▶ _PROBLEM STATEMENT_
Give the records again, word for word.

Stored data entries:
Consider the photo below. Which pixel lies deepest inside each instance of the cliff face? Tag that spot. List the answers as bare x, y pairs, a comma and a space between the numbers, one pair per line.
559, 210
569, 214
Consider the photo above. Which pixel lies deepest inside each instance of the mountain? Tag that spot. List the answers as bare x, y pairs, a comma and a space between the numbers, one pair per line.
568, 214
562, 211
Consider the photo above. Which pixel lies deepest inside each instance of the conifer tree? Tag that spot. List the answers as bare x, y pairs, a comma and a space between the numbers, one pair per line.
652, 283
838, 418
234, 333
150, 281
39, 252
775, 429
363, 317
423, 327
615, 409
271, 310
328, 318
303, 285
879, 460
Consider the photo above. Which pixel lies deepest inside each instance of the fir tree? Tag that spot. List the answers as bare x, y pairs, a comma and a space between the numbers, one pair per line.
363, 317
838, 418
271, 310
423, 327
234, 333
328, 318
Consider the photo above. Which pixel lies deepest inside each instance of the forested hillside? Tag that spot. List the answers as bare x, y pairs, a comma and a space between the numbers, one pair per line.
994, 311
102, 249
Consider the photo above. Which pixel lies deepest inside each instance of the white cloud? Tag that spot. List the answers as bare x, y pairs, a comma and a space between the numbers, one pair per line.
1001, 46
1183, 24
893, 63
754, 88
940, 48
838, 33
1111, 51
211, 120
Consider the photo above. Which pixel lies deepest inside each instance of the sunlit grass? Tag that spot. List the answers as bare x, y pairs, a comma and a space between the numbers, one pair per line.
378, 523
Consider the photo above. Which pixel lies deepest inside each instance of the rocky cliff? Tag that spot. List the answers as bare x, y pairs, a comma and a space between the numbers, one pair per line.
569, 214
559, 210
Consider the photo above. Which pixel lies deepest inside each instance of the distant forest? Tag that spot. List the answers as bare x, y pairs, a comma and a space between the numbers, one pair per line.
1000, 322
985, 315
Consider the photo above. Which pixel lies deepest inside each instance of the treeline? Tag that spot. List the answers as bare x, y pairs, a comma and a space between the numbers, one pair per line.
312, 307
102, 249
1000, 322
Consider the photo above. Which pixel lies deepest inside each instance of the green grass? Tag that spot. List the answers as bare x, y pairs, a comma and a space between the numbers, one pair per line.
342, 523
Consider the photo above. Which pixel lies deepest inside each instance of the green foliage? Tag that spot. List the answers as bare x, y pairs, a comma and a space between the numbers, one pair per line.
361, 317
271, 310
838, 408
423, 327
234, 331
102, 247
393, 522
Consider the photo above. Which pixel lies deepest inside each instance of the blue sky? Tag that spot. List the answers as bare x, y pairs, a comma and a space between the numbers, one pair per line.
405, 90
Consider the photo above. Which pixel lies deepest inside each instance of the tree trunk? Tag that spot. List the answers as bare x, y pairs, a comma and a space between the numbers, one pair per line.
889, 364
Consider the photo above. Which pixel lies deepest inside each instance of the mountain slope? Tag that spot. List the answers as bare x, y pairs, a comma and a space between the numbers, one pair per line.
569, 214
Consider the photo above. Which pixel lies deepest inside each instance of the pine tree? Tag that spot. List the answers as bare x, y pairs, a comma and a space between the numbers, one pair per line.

▶ _TASK SOLUTION_
Consider the photo below. Which pixel lies deepest inside each instance of the cliff face? Tag that spot. List the answers as bare x, y pairs, a comma and a space between the numbers, one pair per line.
559, 210
569, 214
Consider the photo above. Which pixel lies deepest inside each instance of the mountain? Tag that spot. List the answers as bare x, y pairs, a comma and a space between the numbers, one pair per line.
568, 214
562, 211
Consider the photo above. Which pixel lies deepest inside each instance of the conifer tree? Tag that spot. List the answers as bare x, y pairs, a comma and a space between the numbers, one pair per line.
652, 283
838, 418
234, 333
150, 281
39, 252
775, 429
363, 317
423, 327
615, 409
271, 310
328, 318
303, 285
879, 460
Consider the photo above. Which pixel lies deepest inside each instance of the fir tree? Tag that spot. List the answers as bare x, y pairs, a comma and a space between the numbers, one pair per line.
363, 317
838, 418
271, 310
423, 327
234, 333
328, 318
Consider the photo above. Which pixel lies deepest inside each instance of the forested hillside? Tag that spot. List the answers as bare x, y pairs, a comma and a space between the numbers, one pair per line.
994, 311
102, 249
Consider the photo above. Which pixel lies deepest inside each instance of the white cloud? Tag that spot. List the answers as bare x, y pairs, a comma and a space between the numbers, one pair per line.
1001, 46
1183, 24
893, 63
754, 88
940, 48
838, 33
1111, 51
211, 120
Consider the photo above. Which pixel lies deepest inside each instance of the sunlit grass? Tag that spot. List the answers as bare x, y pairs, a comma and a space between the numbers, one pair per line.
378, 523
Consider the photo above. Which pixel lies deepest inside each instance of the rocky cliff? Tag that spot. List the answers as bare x, y pairs, a comma and a space between the numbers, one pair per line.
569, 214
559, 210
Consider the photo above. Which pixel lies deepest inside each instance of the distant forest? Tag that spot. List the answers as bare x, y pairs, a comma and a space between the numbers, one pair per line.
1000, 322
985, 315
Consider the photo above. Which pixel lies deepest inside each instance of the treeline? Tag that spot. List the answers as bare x, y pairs, a comma and a space between the numbers, one pair per line.
312, 307
102, 249
1000, 322
Consider the photo above. Which pixel lies deepest inside each instance of the green grass? Tag that spot. List the answers as bare x, y pairs, a comma and a space between the numbers, one pair per line.
342, 523
Consider the photo above. Which pixel lies deepest inside each instance of the green foliage? Tag that spot. List the answers as bare x, y pairs, a comma and a space between the numbers, one pair per line.
361, 317
271, 310
838, 408
423, 327
234, 331
102, 247
393, 522
Consider the photo above. Which pixel lies deepest inside each instance of the blue sky? Tag that spot. List the answers as bare x, y pairs, a comma and a space between the numbers, one pair per line.
405, 90
Consider the photo above. Which pixel lies deepest inside each instance of the tree trunk? Tag that spot. List the answers as bare x, y pairs, a comma and a space between the numbers, one pair per line.
889, 364
Consider the photo above. Which pixel lies deepest inside each instance of the mountain slope? Tag that spot. List the answers as bare x, y pairs, a comma and a space between the numbers, one pair per line.
569, 214
Consider the photo above. Which pixel lies deepest inside each instance of the pine tree? Tag that spot. List the answers as bare x, y pairs, a comma and a space between the numbers, one pair per line.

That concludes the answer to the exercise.